* [EXTRACTED TEXT]
··········

Robert is a design verification manager at Texas Instruments' Microprocessor Design Center. He can be reached via e-mail at rcollins@ti.com.
It's been more than three years since Intel first published the Pentium Family User's Manual. The Manual omitted discussion of some new, advanced programming features. Intel originally planned to release this information in its manuals, but instead, put this information in a document commonly referred to as "Appendix H" (formally known as the Supplement to the Pentium Processor User's Manual) and required recipients to sign a 15-year nondisclosure agreement (NDA). This decision has been the focus of a controversy concerning Intel's right to protect its intellectual property versus the rights of all programmers to have access to information that will benefit their programs. Another point of contention is the NDA itself. Intel claims that anybody needing this information will never be denied it, as long as they sign the NDA. But several stories have circulated regarding programmers being denied because Intel claims they don't need the information. This has spawned a community of programmers dedicated to reverse engineering these features and publishing their findings on Internet newsgroups and the World Wide Web. But is all of this necessary?
Intel has promised that the not-yet-released Pentium Pro Processor Family Developer's Manual will contain information on many of these advanced features, perhaps even a description of 4-MB paging.
Four-MB paging allows the operating system to access very large data structures without constantly referencing the Translation Lookaside Buffer (TLB), which is used by the processor to cache virtual-to-physical address translations for the most recently used pages of memory. This feature is most useful to operating-system developers who want a single page of memory dedicated to the OS kernel or a large data structure, such as a video-frame buffer. Information about 4-MB paging has been publicly documented by Intel--but you need to know where to look to find it. In order to get a complete description of Pentium's 4-MB pages, you need to read both the Pentium Family User's Manual, Volume 3 (P/N 241430) and the i860TM XP Microprocessor Data Book (P/N 240874).
In the Pentium manuals, there are at least nine references to 4-MB pages. This is a good start to reverse engineering 4-MB pages. These references give you the necessary clues to write software that unlocks the secrets of page-size extensions (PSE). However, such an effort is unnecessary. The Intel i860 XP processor documentation claims the i860 XP is page-level compatible with the Intel 386, Intel 486, and Pentium processors. This compatibility is noteworthy because the i860 XP also supports 4-MB pages, and its documentation provides a complete description of the 4-MB paging mechanism (see i860TM XP Microprocessor Data Book, section 2.4). All that's needed to obtain an Appendix H description of 4-MB pages are a few references from the Pentium manuals and the description of 4-MB pages from the i860 XP manual.

··········

* [WRITTEN INSTRUCTION A]
Turn the records, from their start through the line with "<point>264,258</point>", into a Markdown table with the columns Row and Record line, skipping blank lines and leaving out the pictures.
The article on 4-MB paging and the records are unrelated.

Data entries
··········

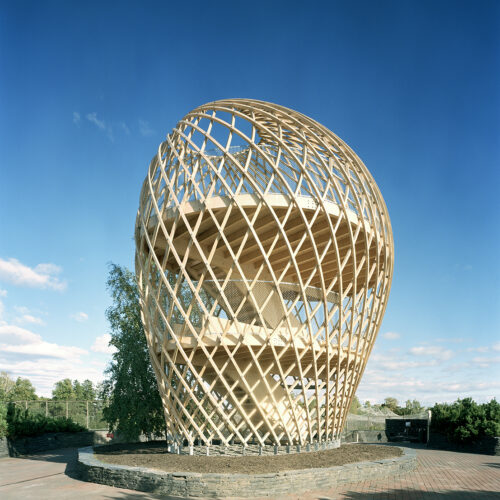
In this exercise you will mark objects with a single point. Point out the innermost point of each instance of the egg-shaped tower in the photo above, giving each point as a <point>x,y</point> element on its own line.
<point>264,258</point>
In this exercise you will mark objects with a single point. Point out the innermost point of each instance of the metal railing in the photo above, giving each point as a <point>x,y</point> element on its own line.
<point>86,413</point>
<point>376,422</point>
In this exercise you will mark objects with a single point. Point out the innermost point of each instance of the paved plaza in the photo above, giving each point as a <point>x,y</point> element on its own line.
<point>440,475</point>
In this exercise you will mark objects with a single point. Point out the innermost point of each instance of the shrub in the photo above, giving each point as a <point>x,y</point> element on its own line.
<point>465,421</point>
<point>21,423</point>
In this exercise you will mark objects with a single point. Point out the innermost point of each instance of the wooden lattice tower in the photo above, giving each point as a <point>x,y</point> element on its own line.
<point>264,261</point>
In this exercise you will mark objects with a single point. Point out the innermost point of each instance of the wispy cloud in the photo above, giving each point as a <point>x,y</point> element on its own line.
<point>40,276</point>
<point>485,362</point>
<point>391,335</point>
<point>101,344</point>
<point>80,317</point>
<point>145,129</point>
<point>123,126</point>
<point>29,318</point>
<point>92,118</point>
<point>17,340</point>
<point>437,352</point>
<point>101,125</point>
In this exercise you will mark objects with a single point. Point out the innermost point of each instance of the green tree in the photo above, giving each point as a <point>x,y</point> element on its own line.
<point>412,407</point>
<point>134,405</point>
<point>63,390</point>
<point>88,391</point>
<point>20,390</point>
<point>465,421</point>
<point>23,389</point>
<point>6,386</point>
<point>391,403</point>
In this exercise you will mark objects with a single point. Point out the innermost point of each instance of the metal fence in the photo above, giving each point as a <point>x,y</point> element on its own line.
<point>376,422</point>
<point>89,414</point>
<point>86,413</point>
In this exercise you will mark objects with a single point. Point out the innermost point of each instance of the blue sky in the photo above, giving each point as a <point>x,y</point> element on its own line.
<point>89,89</point>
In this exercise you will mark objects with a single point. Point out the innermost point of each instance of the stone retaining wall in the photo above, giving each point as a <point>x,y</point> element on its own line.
<point>243,485</point>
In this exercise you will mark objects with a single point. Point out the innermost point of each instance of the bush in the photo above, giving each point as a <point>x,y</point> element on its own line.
<point>465,421</point>
<point>21,423</point>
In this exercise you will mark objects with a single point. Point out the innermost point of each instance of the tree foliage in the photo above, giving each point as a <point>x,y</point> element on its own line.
<point>391,403</point>
<point>134,405</point>
<point>21,422</point>
<point>20,390</point>
<point>465,421</point>
<point>65,390</point>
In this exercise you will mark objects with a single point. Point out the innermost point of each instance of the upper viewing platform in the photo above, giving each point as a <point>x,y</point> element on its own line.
<point>238,173</point>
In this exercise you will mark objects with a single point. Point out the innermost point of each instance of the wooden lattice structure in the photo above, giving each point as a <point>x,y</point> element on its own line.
<point>264,261</point>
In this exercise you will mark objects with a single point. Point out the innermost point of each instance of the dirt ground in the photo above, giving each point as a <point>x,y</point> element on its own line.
<point>153,455</point>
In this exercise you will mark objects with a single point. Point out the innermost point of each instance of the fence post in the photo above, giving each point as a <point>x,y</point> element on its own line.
<point>429,425</point>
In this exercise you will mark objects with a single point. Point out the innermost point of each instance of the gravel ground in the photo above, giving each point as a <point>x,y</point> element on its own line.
<point>153,455</point>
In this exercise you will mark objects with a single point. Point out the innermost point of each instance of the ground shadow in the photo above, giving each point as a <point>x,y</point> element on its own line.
<point>62,455</point>
<point>492,464</point>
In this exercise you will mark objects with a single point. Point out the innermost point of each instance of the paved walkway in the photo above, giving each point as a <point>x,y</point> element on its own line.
<point>442,475</point>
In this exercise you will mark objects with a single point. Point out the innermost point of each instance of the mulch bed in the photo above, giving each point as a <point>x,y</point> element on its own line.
<point>153,455</point>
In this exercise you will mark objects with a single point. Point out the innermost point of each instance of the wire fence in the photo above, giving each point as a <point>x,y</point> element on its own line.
<point>377,422</point>
<point>86,413</point>
<point>89,414</point>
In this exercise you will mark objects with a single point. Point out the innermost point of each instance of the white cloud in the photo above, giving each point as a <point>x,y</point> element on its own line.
<point>124,127</point>
<point>438,352</point>
<point>391,335</point>
<point>80,317</point>
<point>17,340</point>
<point>28,318</point>
<point>24,353</point>
<point>485,362</point>
<point>101,344</point>
<point>101,124</point>
<point>15,335</point>
<point>92,118</point>
<point>145,129</point>
<point>41,276</point>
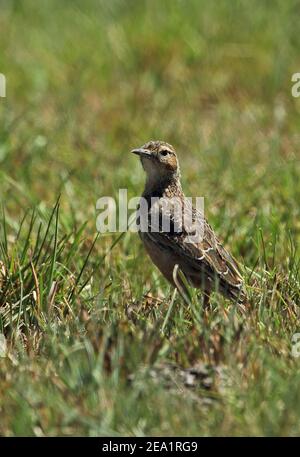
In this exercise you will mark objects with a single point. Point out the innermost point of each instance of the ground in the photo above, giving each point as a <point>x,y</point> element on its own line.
<point>92,340</point>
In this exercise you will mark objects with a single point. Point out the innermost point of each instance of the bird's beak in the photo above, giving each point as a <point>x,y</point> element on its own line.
<point>142,152</point>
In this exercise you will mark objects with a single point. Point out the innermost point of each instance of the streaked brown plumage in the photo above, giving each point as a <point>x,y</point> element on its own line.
<point>204,262</point>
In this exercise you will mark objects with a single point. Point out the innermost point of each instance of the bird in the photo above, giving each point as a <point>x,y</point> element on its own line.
<point>202,260</point>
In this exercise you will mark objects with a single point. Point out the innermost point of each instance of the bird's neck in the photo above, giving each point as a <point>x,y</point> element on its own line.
<point>167,186</point>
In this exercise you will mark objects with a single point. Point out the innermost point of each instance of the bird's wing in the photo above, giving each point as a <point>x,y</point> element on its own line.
<point>203,253</point>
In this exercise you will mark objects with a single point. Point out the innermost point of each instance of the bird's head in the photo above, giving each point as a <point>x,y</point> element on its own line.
<point>159,161</point>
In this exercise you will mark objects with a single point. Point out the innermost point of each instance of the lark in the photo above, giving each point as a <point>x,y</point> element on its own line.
<point>202,259</point>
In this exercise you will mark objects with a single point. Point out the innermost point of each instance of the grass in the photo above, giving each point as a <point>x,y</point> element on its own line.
<point>96,344</point>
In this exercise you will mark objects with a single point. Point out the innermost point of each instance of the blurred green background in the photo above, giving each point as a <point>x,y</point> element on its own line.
<point>86,82</point>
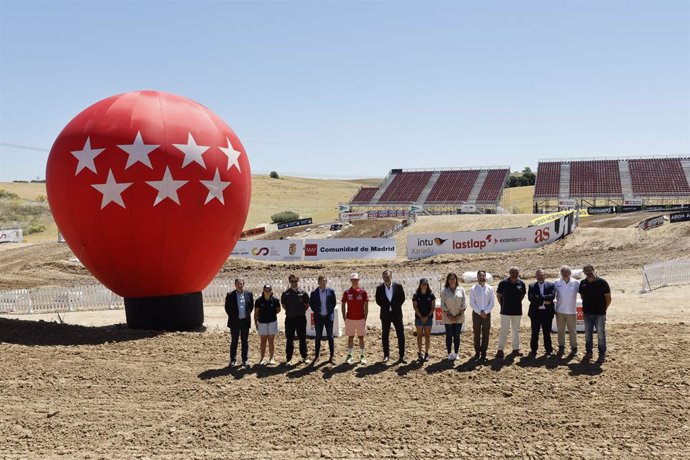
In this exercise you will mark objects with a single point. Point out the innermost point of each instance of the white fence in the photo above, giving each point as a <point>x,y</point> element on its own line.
<point>659,274</point>
<point>98,297</point>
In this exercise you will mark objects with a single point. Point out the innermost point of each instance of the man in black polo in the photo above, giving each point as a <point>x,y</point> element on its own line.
<point>596,298</point>
<point>510,293</point>
<point>295,302</point>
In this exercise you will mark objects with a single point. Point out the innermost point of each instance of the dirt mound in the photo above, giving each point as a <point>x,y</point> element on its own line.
<point>170,396</point>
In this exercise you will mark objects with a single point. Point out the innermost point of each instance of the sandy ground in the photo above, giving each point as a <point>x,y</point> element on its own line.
<point>105,391</point>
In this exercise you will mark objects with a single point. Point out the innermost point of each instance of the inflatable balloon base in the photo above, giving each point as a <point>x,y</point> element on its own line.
<point>181,312</point>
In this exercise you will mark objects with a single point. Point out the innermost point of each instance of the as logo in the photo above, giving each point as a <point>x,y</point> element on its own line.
<point>310,250</point>
<point>541,235</point>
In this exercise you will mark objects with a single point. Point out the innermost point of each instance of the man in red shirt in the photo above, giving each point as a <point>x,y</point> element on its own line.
<point>355,310</point>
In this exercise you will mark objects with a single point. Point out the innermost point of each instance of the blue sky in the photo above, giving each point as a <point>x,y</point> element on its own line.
<point>353,89</point>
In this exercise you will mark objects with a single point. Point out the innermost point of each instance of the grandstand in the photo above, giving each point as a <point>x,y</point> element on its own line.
<point>611,182</point>
<point>437,191</point>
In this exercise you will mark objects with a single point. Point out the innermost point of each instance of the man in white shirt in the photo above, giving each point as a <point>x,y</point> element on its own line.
<point>566,309</point>
<point>482,302</point>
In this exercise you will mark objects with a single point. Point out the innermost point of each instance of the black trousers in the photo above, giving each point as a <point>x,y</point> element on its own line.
<point>541,320</point>
<point>481,327</point>
<point>237,331</point>
<point>321,323</point>
<point>295,324</point>
<point>386,322</point>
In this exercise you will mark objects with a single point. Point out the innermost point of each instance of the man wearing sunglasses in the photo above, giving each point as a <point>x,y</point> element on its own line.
<point>295,302</point>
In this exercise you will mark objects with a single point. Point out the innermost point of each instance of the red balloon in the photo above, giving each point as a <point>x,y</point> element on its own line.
<point>151,191</point>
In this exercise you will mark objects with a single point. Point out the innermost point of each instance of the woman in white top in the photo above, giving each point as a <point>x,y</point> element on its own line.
<point>453,304</point>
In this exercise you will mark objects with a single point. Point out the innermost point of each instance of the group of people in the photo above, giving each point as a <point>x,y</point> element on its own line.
<point>546,300</point>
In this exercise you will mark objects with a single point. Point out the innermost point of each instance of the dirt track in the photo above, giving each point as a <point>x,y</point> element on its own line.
<point>107,392</point>
<point>81,392</point>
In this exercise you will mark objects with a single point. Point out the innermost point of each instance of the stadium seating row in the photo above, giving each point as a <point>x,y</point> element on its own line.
<point>650,177</point>
<point>452,186</point>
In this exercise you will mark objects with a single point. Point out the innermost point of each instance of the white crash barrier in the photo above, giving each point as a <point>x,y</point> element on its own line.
<point>661,274</point>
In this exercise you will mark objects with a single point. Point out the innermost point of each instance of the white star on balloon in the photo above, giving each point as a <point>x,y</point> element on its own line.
<point>167,187</point>
<point>215,188</point>
<point>232,154</point>
<point>192,151</point>
<point>86,156</point>
<point>111,190</point>
<point>138,151</point>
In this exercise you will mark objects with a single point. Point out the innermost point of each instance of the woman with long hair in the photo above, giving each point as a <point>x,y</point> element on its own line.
<point>424,303</point>
<point>453,305</point>
<point>266,310</point>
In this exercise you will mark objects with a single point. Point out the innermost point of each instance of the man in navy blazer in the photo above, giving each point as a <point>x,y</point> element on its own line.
<point>541,312</point>
<point>322,301</point>
<point>239,305</point>
<point>390,297</point>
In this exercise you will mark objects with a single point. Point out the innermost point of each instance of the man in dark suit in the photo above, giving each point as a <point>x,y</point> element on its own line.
<point>322,301</point>
<point>390,297</point>
<point>541,312</point>
<point>239,305</point>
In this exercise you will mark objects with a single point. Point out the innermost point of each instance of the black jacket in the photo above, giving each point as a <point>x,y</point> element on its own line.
<point>392,307</point>
<point>231,306</point>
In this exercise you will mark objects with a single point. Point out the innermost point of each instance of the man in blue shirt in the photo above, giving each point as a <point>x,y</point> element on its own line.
<point>322,302</point>
<point>239,305</point>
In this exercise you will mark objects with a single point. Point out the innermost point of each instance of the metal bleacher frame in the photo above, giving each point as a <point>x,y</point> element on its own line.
<point>549,204</point>
<point>436,207</point>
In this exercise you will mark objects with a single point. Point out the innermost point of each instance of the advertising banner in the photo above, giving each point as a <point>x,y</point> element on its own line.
<point>295,223</point>
<point>652,222</point>
<point>593,210</point>
<point>269,249</point>
<point>680,217</point>
<point>253,232</point>
<point>632,202</point>
<point>14,235</point>
<point>362,215</point>
<point>496,240</point>
<point>350,248</point>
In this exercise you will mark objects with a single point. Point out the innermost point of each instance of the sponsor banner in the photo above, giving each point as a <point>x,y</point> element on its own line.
<point>253,232</point>
<point>269,249</point>
<point>593,210</point>
<point>14,235</point>
<point>496,240</point>
<point>680,217</point>
<point>555,216</point>
<point>350,248</point>
<point>295,223</point>
<point>362,215</point>
<point>632,202</point>
<point>652,222</point>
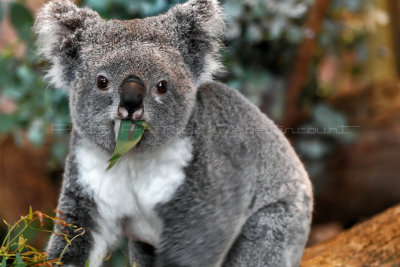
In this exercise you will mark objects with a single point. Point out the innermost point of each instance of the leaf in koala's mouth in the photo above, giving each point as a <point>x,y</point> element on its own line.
<point>129,135</point>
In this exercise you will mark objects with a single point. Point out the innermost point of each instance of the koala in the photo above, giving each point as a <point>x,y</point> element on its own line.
<point>214,182</point>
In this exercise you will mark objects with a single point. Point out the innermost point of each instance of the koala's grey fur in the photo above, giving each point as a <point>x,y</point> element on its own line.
<point>245,200</point>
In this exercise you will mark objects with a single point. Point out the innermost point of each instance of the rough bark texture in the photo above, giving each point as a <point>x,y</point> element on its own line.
<point>375,242</point>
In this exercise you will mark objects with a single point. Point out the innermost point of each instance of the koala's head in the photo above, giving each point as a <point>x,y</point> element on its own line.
<point>145,69</point>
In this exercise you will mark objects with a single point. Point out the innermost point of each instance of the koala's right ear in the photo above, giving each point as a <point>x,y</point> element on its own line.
<point>58,26</point>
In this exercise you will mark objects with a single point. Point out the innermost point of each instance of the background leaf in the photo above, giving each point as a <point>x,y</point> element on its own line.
<point>22,20</point>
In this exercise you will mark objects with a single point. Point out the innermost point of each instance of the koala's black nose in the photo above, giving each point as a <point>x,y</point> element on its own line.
<point>131,98</point>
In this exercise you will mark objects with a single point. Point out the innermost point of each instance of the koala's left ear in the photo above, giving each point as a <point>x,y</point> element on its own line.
<point>198,27</point>
<point>58,26</point>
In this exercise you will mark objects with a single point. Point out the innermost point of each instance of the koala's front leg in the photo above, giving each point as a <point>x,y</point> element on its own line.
<point>77,208</point>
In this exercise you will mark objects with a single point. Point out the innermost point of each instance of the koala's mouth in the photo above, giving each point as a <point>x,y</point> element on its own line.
<point>117,126</point>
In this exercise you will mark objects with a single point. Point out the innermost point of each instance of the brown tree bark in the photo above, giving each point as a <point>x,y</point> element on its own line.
<point>375,242</point>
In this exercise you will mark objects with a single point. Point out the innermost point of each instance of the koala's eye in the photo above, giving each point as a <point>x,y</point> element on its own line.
<point>162,87</point>
<point>102,82</point>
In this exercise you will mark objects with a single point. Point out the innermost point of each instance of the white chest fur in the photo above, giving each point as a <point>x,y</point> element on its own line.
<point>127,194</point>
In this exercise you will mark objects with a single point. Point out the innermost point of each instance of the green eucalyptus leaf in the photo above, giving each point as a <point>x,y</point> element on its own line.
<point>22,20</point>
<point>20,262</point>
<point>129,135</point>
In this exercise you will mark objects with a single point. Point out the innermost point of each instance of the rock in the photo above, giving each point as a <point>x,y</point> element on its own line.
<point>375,242</point>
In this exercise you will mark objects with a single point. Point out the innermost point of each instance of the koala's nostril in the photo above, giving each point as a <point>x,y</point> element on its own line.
<point>131,97</point>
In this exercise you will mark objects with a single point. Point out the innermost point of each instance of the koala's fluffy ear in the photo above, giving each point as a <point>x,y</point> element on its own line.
<point>198,26</point>
<point>59,26</point>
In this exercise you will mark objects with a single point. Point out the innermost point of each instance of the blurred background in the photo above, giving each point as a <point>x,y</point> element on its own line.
<point>326,71</point>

··········

* [WRITTEN INSTRUCTION B]
Reproduce word for word the passage of the 4-MB paging article from "In the Pentium" to "i860 XP manual.".

* [EXPECTED OUTPUT A]
| Row | Record line |
|---|---|
| 1 | In this exercise you will mark objects with a single point. Point out the innermost point of each instance of the egg-shaped tower in the photo above, giving each point as a <point>x,y</point> element on its own line. |
| 2 | <point>264,258</point> |

* [EXPECTED OUTPUT B]
In the Pentium manuals, there are at least nine references to 4-MB pages. This is a good start to reverse engineering 4-MB pages. These references give you the necessary clues to write software that unlocks the secrets of page-size extensions (PSE). However, such an effort is unnecessary. The Intel i860 XP processor documentation claims the i860 XP is page-level compatible with the Intel 386, Intel 486, and Pentium processors. This compatibility is noteworthy because the i860 XP also supports 4-MB pages, and its documentation provides a complete description of the 4-MB paging mechanism (see i860TM XP Microprocessor Data Book, section 2.4). All that's needed to obtain an Appendix H description of 4-MB pages are a few references from the Pentium manuals and the description of 4-MB pages from the i860 XP manual.